▸ About this task: Each line below should be written out exactly, with none skipped.

Given information Start Marker

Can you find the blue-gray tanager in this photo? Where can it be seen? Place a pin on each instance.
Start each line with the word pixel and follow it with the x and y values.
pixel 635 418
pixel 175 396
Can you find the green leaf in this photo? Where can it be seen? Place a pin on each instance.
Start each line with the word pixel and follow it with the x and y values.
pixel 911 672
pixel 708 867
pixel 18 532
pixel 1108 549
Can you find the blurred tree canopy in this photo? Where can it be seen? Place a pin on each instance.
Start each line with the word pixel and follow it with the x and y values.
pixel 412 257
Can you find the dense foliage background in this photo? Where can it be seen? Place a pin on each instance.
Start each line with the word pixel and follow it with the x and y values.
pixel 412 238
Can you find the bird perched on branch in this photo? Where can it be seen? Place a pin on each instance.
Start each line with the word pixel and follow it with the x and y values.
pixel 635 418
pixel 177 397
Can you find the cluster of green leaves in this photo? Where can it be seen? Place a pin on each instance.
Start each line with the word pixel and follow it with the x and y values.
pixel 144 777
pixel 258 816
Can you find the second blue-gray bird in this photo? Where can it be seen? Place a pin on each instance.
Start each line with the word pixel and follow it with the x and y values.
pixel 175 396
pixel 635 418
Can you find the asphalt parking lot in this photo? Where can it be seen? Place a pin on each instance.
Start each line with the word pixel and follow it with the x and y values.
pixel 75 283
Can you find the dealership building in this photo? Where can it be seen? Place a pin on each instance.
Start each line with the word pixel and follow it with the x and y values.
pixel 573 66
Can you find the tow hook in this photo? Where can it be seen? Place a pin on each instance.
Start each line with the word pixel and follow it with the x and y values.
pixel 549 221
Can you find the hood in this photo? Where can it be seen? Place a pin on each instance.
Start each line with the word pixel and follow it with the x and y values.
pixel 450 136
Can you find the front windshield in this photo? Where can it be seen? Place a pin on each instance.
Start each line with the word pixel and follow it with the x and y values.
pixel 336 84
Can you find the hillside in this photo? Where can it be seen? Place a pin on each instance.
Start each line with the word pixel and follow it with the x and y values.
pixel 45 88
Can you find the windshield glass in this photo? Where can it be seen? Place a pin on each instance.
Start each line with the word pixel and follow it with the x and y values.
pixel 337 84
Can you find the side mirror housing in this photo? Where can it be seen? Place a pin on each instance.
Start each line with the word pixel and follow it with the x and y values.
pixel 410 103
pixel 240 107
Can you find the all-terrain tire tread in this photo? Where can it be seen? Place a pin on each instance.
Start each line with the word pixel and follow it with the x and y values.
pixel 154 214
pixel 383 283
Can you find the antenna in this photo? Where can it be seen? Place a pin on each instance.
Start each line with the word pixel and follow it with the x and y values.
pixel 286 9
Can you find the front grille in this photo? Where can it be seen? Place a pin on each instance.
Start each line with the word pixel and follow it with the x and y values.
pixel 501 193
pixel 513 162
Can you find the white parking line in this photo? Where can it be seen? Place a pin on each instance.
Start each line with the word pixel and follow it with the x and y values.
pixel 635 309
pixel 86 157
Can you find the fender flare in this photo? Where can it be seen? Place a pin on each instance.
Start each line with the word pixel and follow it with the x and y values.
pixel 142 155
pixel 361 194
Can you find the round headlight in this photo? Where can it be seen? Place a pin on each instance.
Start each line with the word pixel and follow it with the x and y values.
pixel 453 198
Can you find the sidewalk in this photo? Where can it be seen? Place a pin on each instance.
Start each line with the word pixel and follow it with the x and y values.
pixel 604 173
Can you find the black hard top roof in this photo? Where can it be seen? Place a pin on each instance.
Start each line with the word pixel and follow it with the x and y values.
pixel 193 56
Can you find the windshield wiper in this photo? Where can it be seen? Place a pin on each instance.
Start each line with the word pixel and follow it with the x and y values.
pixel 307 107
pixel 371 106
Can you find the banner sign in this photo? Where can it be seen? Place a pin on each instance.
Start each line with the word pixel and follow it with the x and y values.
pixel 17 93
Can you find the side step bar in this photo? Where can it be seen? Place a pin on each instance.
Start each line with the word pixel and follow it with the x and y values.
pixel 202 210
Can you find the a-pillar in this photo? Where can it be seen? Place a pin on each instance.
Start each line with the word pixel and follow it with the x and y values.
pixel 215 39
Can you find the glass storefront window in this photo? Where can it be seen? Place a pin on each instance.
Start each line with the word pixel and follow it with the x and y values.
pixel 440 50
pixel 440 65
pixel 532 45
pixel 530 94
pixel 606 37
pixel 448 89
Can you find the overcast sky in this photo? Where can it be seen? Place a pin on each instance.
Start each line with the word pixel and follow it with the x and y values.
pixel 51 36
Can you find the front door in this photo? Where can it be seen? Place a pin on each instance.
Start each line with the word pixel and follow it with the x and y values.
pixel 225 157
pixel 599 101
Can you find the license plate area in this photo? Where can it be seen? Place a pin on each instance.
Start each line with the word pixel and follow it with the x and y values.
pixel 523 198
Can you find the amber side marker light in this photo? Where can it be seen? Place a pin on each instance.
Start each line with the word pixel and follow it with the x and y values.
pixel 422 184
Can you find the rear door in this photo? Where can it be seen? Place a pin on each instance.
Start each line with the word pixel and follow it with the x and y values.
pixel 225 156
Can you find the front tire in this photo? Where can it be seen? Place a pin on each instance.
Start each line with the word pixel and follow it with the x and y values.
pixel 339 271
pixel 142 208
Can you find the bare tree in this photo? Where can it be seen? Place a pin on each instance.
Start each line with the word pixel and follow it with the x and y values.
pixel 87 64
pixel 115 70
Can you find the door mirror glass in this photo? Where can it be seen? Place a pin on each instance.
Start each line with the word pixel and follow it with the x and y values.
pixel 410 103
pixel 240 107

Given information End Marker

▸ Exercise response:
Can you find the blue-gray tanager in this photo? Where can it be seen? Place a pin on each instance.
Start each line with the word pixel and follow it with the x and y values.
pixel 635 418
pixel 175 396
Can you find the green leaf in this photo? Where can it be seen? Place a pin on each instance.
Start each line with the word pixel and follow it with the x and y values.
pixel 911 672
pixel 708 867
pixel 18 532
pixel 1108 549
Can you find the blurred tree canopy in this photo? Where can it be seen? Place a pin on each instance.
Start each line with the word pixel and follow it with the x and y values.
pixel 412 257
Can you find the dense foliage background in this photo? Where can it be seen? Place a pin on each instance.
Start each line with the word pixel and follow it with the x and y values.
pixel 412 238
Can you find the bird perched on branch in this photo? Where can it be seen? Place a pin on each instance.
Start each line with the word pixel and follow it with the x and y values.
pixel 635 418
pixel 177 397
Can you find the cluster of green leaves in this photo? Where can it be seen? Place a pin on each instance.
Start each line with the word pixel and follow it with the x and y values.
pixel 144 777
pixel 258 816
Can you find the second blue-gray bird in this photo? Where can it be seen? Place a pin on each instance.
Start each line with the word pixel and follow it with the x and y values.
pixel 175 396
pixel 635 418
Can you find the asphalt parking lot in this photo? Where can it be seen? Place a pin on each instance.
Start each line with the word pixel and follow it with the x and y values.
pixel 75 283
Can you find the dealership building in this photo? Where can it be seen? Place a pin on each instance.
Start each line with the word pixel and follow it with the x and y values.
pixel 573 66
Can you find the tow hook in this photo? Where can it be seen? Place a pin on each instance.
Start each line with the word pixel and follow it with the x and y values.
pixel 549 221
Can you find the hood in this photo? Where can it be seen? Place a pin on each instance.
Start each line with the word pixel and follow it with the x and y values.
pixel 450 136
Can you find the front windshield in this photo? Where can it be seen? Place a pin on each instance.
Start each line with the word pixel and follow it with the x and y values.
pixel 336 84
Can you find the hillside in this photo? Where can it be seen? Place a pin on each instance.
Start each line with the word pixel and follow it with the x and y values.
pixel 45 88
Can you find the windshield glass in this photo? Where can it be seen? Place a pin on each instance.
Start each line with the word pixel and follow it with the x and y values.
pixel 337 84
Can you find the side mirror housing in this photo? Where can it be seen? Place a pin on each instance.
Start each line with the word pixel and follow it with the x and y values.
pixel 410 103
pixel 240 107
Can you find the all-terrain tire tread in this photo? Where can it be seen? Place a pin on each instance.
Start each line with the word pixel and follow it with the x and y values.
pixel 154 214
pixel 383 283
Can you find the antenna in this photo? Where can it be seen? Place a pin on each instance.
Start each line with the word pixel and follow it with the x and y values.
pixel 286 9
Can you find the front grille in this photo? Where can it be seen? Place a pin on each instance.
Start each line with the word pixel and follow it with the x and y values.
pixel 501 193
pixel 513 162
Can you find the white parking line in this photo? Where can it be seen? Place a pin on each instance.
Start each line with the word pixel and follow it with the x and y values.
pixel 635 309
pixel 86 157
Can you find the fender flare in this photo? Where can it be seen? Place a pin on each instance.
Start each line with the word pixel and follow it with the x and y values.
pixel 142 155
pixel 361 194
Can you find the round headlight in this photo? Where can it be seen? Place a pin on each instance.
Start each line with the word pixel and follow it with the x and y values.
pixel 453 198
Can you find the sidewalk in this photo? Where can it be seen? Place a pin on each instance.
Start each line with the word pixel and follow it with the x and y values.
pixel 604 173
Can you find the black hard top roof in this photo? Where can it be seen? Place a pin on each instance.
Start each line with the word pixel and follow it with the x and y values.
pixel 193 56
Can you find the windshield wiper in this photo? Where can it be seen? Place a pin on each instance.
Start each line with the word pixel and follow it with the x and y values.
pixel 307 107
pixel 371 106
Can you find the banner sign in this photo? Where can it be seen? Place a pin on each instance.
Start each line with the word pixel and follow it with the x and y values.
pixel 17 93
Can you find the side step bar in this photo? Where can it be seen? Place a pin on each instance.
Start each line with the word pixel and follow it with the x and y values.
pixel 202 210
Can you find the a-pillar in this photo? Where can it be seen? Place a pin on each instance.
Start each line with the word pixel and follow it with the x and y values.
pixel 215 39
Can you find the glass storefront window in this photo? Where can it be seen? Place a pin on each instance.
Start each line with the word pixel and follow it with the x and y values.
pixel 440 50
pixel 440 65
pixel 532 45
pixel 530 94
pixel 606 37
pixel 448 89
Can you find the overcast sky in this photo? Where can it be seen? Place a pin on each instance.
Start each line with the word pixel and follow it with the x and y values.
pixel 51 36
Can you find the front door in this photo? Where can it be seen? Place a pin on each instance.
Start each line with the word pixel and follow it with the x and y values.
pixel 225 157
pixel 599 101
Can you find the license plate area in this photo? Where can it be seen? Place a pin on each instance.
Start each line with the word pixel and follow it with the x and y values.
pixel 523 198
Can you find the amber side marker light in this photo? Where can it be seen? Place a pin on each instance.
Start each line with the word pixel and follow it with the x and y values.
pixel 422 184
Can you find the rear door in this photo? Where can it be seen? Place a pin on each instance.
Start each line with the word pixel and follow it with the x and y values.
pixel 225 156
Can you find the front tire in this photo? Where can it be seen? Place a pin on each instance.
Start each line with the word pixel and follow it with the x and y values.
pixel 339 271
pixel 142 208
Can you find the bare tree in this photo? Where can it be seen? Place a pin on each instance.
Start each line with the word pixel and follow it with the x and y values.
pixel 87 64
pixel 115 70
Can you find the door mirror glass in this photo? Where can it be seen? Place a pin on each instance.
Start each line with the word pixel and follow it with the x and y values.
pixel 410 103
pixel 240 107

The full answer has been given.